## TASK
From the lines below, copy each line that contains the string "chrome". Treat uppercase and lowercase letters as distinct.

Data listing
-----
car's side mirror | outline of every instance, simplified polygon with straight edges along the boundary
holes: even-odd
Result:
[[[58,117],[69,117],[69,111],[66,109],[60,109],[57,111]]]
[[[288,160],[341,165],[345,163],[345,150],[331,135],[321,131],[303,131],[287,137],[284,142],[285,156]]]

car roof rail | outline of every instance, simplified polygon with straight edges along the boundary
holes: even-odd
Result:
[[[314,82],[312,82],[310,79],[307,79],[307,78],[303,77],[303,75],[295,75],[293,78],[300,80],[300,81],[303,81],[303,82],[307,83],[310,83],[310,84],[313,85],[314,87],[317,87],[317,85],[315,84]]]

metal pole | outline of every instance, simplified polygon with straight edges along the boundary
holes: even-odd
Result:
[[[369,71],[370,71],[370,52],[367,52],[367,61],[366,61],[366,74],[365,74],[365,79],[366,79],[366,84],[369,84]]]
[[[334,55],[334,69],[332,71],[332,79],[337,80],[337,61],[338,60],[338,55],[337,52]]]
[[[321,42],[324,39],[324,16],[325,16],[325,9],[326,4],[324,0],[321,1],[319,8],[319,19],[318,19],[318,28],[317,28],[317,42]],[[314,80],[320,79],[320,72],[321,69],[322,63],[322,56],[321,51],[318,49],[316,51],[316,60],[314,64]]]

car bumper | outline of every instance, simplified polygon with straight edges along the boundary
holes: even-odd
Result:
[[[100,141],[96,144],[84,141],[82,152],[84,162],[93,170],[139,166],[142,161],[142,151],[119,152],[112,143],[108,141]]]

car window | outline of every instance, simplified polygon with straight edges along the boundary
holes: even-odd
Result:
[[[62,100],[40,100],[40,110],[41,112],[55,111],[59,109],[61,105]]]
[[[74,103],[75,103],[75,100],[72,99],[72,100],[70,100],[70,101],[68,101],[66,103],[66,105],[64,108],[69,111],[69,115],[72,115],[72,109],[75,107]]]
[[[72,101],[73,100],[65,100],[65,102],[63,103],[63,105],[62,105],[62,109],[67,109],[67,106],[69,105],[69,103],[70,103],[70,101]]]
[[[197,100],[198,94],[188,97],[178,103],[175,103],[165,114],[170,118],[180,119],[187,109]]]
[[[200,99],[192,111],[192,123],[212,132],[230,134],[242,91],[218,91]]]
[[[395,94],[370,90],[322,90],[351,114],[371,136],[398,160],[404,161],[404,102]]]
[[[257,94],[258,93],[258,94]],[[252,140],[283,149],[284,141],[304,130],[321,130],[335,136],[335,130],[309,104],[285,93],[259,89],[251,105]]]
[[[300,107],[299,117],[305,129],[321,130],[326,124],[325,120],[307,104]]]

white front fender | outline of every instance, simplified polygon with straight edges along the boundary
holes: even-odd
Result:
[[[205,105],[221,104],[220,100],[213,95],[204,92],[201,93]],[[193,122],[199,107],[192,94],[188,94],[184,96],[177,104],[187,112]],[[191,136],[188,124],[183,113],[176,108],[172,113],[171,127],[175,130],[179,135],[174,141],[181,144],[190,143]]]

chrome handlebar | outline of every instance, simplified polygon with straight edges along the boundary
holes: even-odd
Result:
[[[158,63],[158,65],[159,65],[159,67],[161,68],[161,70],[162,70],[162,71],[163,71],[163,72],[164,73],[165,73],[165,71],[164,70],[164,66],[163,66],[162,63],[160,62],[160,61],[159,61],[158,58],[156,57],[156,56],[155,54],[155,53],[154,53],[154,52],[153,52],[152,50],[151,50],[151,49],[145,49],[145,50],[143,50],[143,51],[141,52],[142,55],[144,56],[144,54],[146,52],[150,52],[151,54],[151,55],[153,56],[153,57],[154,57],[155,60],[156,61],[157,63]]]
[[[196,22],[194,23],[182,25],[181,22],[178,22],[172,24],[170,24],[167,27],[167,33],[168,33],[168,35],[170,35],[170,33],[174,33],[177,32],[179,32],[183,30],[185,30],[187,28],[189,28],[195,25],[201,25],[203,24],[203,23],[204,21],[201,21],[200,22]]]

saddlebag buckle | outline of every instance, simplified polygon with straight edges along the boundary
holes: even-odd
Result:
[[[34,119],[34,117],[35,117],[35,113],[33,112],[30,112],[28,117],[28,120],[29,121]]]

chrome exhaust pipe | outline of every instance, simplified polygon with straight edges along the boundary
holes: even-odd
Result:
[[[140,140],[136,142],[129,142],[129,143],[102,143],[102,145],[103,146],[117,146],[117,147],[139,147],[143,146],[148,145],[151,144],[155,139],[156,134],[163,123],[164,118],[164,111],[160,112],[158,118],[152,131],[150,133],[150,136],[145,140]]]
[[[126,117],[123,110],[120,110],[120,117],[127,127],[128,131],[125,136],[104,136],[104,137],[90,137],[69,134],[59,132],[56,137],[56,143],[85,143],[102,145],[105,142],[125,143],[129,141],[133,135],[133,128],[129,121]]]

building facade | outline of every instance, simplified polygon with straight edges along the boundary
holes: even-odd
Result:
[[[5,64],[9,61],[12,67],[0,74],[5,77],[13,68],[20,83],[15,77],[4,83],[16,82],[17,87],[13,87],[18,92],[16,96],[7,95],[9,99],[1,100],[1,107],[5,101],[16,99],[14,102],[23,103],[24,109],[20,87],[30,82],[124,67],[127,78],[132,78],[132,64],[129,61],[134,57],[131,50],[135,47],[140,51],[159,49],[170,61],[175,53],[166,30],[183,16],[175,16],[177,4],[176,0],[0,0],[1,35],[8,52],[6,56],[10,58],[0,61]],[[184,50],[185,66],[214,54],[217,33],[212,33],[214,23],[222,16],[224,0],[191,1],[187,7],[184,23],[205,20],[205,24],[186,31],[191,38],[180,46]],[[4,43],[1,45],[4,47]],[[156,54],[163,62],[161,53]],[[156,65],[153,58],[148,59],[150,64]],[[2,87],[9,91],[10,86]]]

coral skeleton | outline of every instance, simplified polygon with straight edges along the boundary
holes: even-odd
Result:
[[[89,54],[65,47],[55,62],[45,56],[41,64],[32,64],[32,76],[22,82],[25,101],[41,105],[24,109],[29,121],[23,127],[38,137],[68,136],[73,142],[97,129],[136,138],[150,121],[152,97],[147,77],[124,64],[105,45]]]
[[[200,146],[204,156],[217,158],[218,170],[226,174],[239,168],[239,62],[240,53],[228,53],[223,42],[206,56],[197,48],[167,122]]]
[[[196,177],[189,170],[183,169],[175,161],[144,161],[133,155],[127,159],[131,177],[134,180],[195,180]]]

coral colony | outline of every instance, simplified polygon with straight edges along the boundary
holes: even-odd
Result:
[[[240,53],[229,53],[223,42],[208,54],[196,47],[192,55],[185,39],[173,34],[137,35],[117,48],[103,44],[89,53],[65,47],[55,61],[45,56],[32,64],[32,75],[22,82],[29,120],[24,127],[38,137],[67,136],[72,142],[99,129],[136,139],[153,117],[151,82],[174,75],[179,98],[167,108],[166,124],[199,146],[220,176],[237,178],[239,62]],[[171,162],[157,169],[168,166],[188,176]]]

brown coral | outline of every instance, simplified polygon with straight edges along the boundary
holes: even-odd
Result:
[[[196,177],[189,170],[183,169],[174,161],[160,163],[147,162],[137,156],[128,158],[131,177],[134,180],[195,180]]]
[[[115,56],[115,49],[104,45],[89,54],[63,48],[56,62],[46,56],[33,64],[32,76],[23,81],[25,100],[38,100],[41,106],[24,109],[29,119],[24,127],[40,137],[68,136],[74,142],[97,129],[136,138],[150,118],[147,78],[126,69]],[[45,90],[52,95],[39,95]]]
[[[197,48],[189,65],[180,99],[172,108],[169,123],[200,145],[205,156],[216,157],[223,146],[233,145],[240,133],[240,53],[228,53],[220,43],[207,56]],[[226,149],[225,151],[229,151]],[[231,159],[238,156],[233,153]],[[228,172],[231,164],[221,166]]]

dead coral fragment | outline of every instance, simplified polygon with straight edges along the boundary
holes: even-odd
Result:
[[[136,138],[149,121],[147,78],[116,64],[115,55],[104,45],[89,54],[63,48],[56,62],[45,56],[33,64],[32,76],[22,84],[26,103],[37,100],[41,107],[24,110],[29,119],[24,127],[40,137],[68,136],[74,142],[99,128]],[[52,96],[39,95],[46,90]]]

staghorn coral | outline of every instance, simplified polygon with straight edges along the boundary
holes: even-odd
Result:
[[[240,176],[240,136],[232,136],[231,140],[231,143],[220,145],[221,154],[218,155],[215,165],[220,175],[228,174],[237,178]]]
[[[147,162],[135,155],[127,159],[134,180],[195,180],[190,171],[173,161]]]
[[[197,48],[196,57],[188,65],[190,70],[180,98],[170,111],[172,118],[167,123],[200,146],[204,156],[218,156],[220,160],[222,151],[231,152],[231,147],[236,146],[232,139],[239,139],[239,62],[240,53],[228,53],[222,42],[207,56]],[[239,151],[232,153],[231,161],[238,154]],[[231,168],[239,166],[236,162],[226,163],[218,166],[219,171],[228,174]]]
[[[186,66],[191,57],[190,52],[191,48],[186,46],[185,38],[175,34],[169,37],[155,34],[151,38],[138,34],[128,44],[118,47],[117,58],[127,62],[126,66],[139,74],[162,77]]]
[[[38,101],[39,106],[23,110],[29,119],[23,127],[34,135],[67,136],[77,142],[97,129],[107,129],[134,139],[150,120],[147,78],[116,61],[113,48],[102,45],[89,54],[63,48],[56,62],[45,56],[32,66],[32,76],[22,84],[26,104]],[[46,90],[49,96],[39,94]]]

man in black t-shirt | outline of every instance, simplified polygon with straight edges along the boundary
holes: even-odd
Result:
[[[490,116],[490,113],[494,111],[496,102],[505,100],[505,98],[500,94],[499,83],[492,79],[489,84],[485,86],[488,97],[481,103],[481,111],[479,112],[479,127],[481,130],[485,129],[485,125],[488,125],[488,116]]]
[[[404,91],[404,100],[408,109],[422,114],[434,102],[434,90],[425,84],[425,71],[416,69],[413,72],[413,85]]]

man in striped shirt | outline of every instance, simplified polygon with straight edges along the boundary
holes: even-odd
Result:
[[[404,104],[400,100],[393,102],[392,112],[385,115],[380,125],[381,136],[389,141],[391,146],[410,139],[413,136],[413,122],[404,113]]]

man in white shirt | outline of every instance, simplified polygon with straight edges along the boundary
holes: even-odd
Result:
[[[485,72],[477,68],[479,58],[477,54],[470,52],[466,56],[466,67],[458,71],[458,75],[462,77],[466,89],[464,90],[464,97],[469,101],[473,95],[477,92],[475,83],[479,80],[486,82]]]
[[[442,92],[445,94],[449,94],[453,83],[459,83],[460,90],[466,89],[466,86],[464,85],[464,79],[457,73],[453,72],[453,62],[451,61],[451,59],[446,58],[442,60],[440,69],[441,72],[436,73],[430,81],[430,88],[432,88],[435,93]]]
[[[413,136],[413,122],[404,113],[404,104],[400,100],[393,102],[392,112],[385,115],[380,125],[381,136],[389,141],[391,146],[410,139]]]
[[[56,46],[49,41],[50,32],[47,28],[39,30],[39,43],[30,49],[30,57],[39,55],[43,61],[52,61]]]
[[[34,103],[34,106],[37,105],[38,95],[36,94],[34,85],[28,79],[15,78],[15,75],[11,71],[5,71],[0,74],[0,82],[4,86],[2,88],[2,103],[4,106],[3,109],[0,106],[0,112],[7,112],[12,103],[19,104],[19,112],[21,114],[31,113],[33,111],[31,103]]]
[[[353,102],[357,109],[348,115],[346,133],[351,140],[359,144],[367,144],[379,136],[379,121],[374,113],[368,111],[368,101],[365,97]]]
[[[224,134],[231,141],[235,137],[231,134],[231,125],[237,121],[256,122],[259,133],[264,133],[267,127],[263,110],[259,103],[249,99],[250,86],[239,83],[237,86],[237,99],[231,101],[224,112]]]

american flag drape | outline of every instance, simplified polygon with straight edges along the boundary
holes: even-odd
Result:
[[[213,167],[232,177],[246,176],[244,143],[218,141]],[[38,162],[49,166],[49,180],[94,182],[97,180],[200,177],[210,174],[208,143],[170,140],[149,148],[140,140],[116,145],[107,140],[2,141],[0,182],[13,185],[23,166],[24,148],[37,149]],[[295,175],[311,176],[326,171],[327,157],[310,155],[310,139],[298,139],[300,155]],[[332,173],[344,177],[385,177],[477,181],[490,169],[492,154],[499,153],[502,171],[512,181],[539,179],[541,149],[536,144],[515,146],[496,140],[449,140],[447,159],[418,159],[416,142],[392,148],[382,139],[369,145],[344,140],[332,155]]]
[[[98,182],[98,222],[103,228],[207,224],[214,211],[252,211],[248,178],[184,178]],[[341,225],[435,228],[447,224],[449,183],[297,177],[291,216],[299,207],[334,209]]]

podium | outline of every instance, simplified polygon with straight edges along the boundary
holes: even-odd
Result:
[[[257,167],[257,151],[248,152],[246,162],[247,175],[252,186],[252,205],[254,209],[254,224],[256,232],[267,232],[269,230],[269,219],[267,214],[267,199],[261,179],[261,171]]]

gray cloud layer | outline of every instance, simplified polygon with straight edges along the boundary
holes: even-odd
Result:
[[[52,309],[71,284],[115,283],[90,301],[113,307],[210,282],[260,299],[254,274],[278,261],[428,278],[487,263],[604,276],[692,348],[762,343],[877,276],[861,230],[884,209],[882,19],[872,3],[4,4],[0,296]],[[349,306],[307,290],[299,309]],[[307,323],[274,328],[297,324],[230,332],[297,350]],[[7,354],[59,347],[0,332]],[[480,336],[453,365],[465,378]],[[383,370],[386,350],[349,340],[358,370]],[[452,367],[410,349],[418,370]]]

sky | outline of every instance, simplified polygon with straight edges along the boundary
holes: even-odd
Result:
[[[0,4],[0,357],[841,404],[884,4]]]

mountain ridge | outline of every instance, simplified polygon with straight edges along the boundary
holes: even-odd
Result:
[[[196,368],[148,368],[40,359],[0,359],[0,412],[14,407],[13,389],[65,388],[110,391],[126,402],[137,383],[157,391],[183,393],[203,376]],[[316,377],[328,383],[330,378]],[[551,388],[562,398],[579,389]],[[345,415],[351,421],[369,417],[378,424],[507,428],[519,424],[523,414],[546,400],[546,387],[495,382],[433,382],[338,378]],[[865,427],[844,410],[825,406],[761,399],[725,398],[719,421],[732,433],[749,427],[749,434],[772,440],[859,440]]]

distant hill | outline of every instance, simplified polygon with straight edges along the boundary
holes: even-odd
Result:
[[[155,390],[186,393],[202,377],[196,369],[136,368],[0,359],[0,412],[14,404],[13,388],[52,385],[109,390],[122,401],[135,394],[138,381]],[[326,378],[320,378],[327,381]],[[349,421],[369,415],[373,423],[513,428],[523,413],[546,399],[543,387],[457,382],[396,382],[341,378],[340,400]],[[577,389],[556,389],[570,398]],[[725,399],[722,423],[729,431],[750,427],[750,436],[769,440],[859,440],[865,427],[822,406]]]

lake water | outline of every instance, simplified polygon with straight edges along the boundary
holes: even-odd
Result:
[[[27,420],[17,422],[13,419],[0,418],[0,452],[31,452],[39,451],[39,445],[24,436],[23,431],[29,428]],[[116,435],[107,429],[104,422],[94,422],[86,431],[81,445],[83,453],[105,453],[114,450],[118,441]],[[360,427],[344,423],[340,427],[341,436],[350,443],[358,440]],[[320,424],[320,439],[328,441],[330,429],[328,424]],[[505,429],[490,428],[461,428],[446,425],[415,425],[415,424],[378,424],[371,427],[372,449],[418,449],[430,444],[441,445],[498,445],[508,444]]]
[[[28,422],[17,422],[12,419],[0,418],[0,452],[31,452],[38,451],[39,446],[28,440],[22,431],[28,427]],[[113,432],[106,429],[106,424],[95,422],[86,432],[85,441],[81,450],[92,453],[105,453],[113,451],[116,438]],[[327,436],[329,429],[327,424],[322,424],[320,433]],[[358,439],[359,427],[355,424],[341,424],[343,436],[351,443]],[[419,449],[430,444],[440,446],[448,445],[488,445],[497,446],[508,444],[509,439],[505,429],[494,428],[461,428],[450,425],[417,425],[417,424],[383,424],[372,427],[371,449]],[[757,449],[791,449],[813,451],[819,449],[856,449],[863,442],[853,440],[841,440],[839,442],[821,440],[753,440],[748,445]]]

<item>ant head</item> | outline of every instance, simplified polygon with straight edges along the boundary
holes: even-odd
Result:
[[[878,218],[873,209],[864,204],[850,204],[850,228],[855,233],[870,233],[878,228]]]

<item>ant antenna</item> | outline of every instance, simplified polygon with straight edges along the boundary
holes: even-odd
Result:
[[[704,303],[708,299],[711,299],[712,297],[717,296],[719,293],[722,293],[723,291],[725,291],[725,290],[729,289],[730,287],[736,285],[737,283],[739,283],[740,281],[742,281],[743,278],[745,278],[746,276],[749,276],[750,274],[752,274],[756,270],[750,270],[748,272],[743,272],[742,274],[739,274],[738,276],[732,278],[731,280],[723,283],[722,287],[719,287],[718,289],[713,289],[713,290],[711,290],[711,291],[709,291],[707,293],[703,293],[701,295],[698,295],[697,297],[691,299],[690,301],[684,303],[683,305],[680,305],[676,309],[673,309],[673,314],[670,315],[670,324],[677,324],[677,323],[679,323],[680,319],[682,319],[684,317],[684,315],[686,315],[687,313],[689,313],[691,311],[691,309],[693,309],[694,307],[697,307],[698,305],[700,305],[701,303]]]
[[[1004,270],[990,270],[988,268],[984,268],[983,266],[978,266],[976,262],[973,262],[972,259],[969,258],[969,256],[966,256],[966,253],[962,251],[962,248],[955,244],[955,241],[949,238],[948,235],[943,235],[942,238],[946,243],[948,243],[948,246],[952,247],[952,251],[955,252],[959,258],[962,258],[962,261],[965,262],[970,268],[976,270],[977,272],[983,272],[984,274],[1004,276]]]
-----
## FINISHED TASK
chrome handlebar | outline of every instance, simplified polygon with straight edges along the boundary
chrome exhaust pipe | outline of every instance, simplified polygon with straight edges along the boundary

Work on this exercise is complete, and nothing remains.